**Record list**

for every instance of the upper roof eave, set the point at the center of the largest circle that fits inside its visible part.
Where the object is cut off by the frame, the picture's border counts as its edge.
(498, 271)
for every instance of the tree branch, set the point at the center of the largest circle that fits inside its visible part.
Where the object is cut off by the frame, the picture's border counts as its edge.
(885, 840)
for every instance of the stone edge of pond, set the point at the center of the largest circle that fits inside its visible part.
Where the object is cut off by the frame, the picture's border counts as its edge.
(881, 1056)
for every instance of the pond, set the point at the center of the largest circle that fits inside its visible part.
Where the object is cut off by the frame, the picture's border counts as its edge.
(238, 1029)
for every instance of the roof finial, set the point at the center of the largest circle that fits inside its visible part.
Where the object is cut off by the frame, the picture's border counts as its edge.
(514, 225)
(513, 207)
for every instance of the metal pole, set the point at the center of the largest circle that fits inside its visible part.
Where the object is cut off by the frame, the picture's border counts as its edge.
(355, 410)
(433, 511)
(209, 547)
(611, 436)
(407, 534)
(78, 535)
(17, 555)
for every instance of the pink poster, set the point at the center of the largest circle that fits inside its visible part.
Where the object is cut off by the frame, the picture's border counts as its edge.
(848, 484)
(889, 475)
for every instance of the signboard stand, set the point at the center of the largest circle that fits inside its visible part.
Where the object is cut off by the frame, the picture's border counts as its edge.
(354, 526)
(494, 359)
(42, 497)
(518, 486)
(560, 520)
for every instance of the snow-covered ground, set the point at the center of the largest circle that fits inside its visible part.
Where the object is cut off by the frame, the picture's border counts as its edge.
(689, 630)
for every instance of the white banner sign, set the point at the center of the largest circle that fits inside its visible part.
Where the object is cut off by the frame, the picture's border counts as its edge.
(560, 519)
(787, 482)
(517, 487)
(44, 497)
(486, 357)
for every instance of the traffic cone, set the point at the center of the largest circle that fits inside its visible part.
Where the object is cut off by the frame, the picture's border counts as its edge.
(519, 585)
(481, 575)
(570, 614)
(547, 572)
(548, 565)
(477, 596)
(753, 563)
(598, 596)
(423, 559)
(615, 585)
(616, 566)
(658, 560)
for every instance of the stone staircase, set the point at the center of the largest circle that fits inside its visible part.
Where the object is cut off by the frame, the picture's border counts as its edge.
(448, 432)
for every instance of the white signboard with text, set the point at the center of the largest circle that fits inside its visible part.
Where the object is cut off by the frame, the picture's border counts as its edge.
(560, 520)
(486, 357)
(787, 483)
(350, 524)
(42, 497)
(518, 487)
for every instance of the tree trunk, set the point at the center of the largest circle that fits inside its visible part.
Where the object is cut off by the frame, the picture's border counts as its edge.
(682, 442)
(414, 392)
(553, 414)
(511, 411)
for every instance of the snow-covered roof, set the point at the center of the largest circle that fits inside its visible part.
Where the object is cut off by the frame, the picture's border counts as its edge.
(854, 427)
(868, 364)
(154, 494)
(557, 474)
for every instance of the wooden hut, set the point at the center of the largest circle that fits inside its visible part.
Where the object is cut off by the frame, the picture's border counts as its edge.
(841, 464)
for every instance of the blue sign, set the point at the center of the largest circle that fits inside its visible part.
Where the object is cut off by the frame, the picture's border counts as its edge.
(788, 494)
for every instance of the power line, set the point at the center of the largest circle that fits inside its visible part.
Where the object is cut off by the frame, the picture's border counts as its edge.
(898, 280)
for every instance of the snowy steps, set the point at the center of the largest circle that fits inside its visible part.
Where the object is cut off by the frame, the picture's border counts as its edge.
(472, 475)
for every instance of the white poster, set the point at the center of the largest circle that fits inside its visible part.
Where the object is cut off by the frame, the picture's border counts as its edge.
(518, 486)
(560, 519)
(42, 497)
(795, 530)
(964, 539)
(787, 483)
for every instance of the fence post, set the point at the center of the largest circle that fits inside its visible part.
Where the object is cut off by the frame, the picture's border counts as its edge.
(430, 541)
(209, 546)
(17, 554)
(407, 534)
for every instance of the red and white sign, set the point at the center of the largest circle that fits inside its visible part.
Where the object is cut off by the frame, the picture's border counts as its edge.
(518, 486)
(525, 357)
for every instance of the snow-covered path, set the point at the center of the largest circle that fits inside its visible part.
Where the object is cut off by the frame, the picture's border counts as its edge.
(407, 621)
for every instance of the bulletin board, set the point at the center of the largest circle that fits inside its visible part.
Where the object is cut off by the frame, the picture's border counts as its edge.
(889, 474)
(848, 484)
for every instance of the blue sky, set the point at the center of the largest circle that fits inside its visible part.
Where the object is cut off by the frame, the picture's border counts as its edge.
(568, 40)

**Goal**
Each line from the one with "for every instance of the fence" through the last line of the records must be written out word for word. Include nothing else.

**Written answer**
for every instance of the fence post, set the point at the center of the largest circle that fits inside its visible part.
Where the object is cut off by the frame, the picture's border counts as its edge.
(430, 541)
(209, 546)
(17, 554)
(407, 534)
for every instance of the red and white sign, set the point at the center of the largest circle that fits inside its visible part.
Where the object is cut off by the frame, the picture's border counts as its edge.
(518, 486)
(525, 357)
for every instance of the snow-covered path, set the point at the center of the largest circle that fits inside its visible part.
Where the object is cut off by the frame, the picture's border counts as its edge.
(407, 621)
for every instance of the bulletin board, set the point at the center of the largest circle that fits inside its visible part.
Where the object is cut off by the frame, the picture's border counts as its edge.
(889, 474)
(848, 484)
for every instance of the blue sky, set the point at the center of the largest circle that fits inside its visible part.
Where the object is cut off by the frame, the picture's border counts as its edge.
(568, 40)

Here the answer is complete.